DATASET EXTRACT:
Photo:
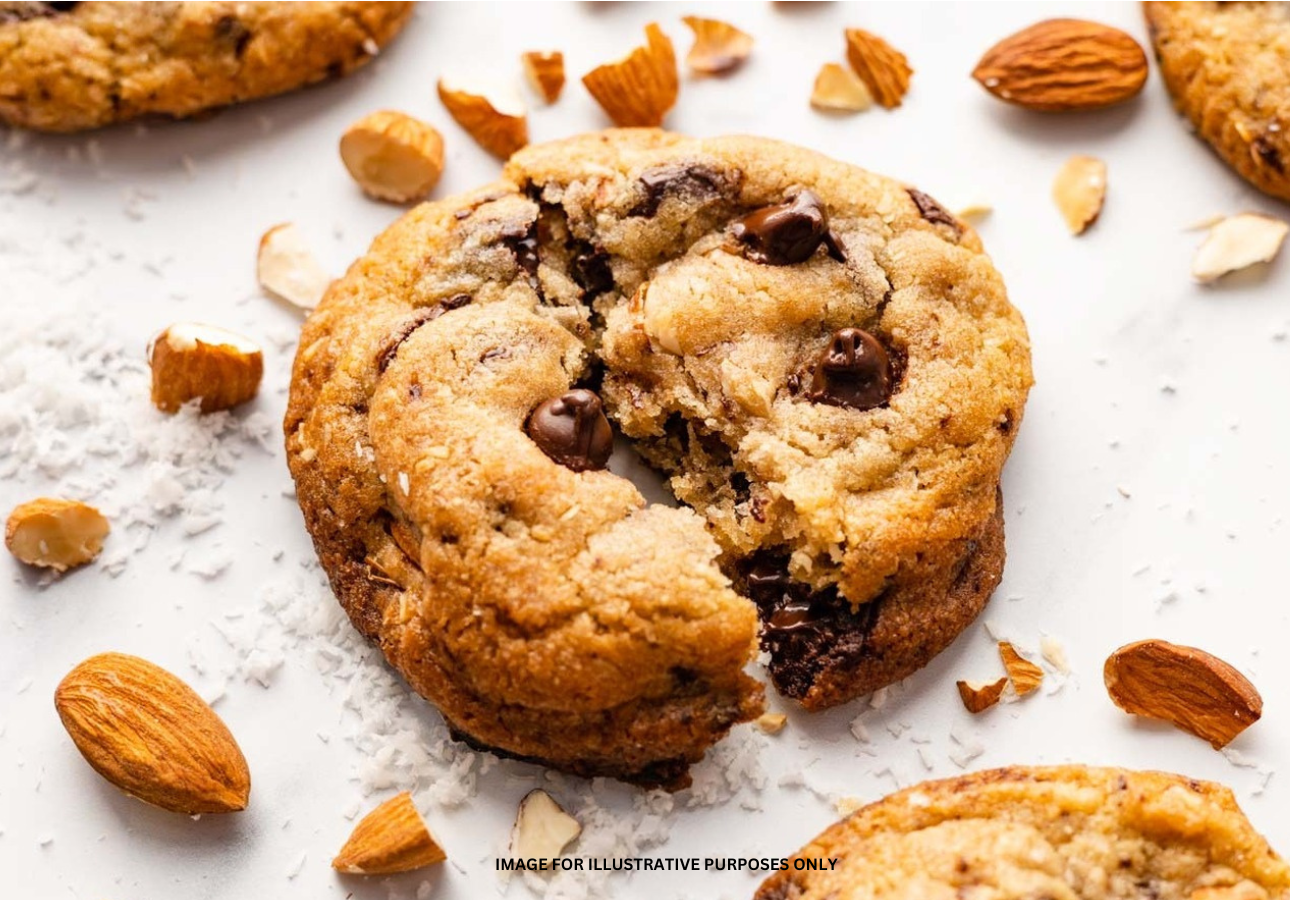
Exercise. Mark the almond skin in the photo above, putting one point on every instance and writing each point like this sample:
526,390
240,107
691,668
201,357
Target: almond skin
390,840
152,736
1188,687
1062,65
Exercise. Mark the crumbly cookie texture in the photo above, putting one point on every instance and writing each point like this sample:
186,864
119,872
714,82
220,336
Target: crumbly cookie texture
72,66
822,360
1067,833
1227,66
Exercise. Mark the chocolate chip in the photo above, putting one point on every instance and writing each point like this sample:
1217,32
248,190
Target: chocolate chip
590,271
933,212
22,12
1264,150
688,182
414,321
231,30
573,430
788,232
854,371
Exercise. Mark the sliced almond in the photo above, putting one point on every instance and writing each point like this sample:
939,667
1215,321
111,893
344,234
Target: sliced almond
1024,675
884,70
152,736
839,89
639,89
394,156
1188,687
542,828
1079,190
390,840
287,268
981,695
772,722
191,360
719,47
545,72
1236,243
1061,65
490,112
56,534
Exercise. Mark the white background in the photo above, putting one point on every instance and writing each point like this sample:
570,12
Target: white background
1144,497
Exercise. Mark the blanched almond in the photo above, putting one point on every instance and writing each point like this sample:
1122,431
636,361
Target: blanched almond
545,72
981,695
1024,675
1186,686
542,828
390,840
884,68
1079,190
152,736
490,112
394,156
719,47
56,534
639,89
1236,243
839,89
191,360
287,268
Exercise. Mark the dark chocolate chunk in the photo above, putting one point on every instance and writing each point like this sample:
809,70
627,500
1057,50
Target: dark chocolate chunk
573,430
788,232
854,371
688,182
933,212
414,321
804,631
231,30
1264,150
590,271
21,12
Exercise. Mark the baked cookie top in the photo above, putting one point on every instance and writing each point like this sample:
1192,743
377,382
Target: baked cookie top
840,356
1227,66
1067,833
71,66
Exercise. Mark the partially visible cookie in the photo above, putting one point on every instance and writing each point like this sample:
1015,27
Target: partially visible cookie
1228,67
1061,833
72,66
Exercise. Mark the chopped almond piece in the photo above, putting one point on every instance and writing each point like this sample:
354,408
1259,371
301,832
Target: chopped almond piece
1236,243
639,89
56,534
719,47
492,114
883,68
1079,190
390,840
839,89
545,72
981,695
1024,675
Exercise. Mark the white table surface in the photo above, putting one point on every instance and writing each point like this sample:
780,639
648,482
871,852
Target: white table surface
1144,497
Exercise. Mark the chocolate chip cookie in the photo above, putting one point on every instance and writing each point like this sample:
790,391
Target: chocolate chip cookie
1061,833
71,66
1227,66
822,361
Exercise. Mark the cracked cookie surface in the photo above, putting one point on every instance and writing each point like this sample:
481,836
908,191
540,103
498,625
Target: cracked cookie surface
1066,833
1227,66
72,66
830,375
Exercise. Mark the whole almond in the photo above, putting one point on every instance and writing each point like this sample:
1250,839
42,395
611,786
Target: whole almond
152,736
1062,65
1188,687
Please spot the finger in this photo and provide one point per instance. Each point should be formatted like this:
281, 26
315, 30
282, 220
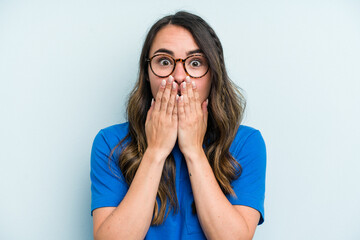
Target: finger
204, 107
175, 110
196, 98
172, 100
185, 99
189, 88
150, 110
159, 95
166, 95
180, 109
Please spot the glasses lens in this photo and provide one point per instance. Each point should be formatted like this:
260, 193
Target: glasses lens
196, 65
162, 65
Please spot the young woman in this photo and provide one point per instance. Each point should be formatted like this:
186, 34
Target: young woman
182, 167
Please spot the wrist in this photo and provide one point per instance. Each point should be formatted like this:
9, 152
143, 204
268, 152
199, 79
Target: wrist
156, 155
194, 155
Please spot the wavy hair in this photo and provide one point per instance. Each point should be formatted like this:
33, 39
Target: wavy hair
225, 108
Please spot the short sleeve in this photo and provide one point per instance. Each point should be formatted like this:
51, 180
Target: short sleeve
250, 151
108, 187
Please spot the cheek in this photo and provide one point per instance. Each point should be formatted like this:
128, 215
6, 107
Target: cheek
154, 84
204, 90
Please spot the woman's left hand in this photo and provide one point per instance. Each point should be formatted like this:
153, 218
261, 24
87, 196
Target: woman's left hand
193, 116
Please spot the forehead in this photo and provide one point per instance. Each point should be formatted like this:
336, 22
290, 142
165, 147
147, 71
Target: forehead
174, 38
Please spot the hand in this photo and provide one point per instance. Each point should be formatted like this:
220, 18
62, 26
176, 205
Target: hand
193, 117
162, 121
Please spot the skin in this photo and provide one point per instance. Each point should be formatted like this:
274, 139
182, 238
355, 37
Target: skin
169, 119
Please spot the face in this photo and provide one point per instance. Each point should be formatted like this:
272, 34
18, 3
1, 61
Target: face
177, 42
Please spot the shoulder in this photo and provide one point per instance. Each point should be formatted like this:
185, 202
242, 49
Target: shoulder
113, 134
247, 140
107, 138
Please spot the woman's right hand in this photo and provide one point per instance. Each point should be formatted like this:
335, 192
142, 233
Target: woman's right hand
162, 121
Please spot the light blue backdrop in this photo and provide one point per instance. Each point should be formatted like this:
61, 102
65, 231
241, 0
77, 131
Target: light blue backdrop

YOUR GOAL: Working through the entries above, copy every line in which "blue" is found.

WRITTEN ANSWER:
Please spot the light blue backdrop in this photo and provide one point per instance. Each point should be formatted like this:
Target: light blue backdrop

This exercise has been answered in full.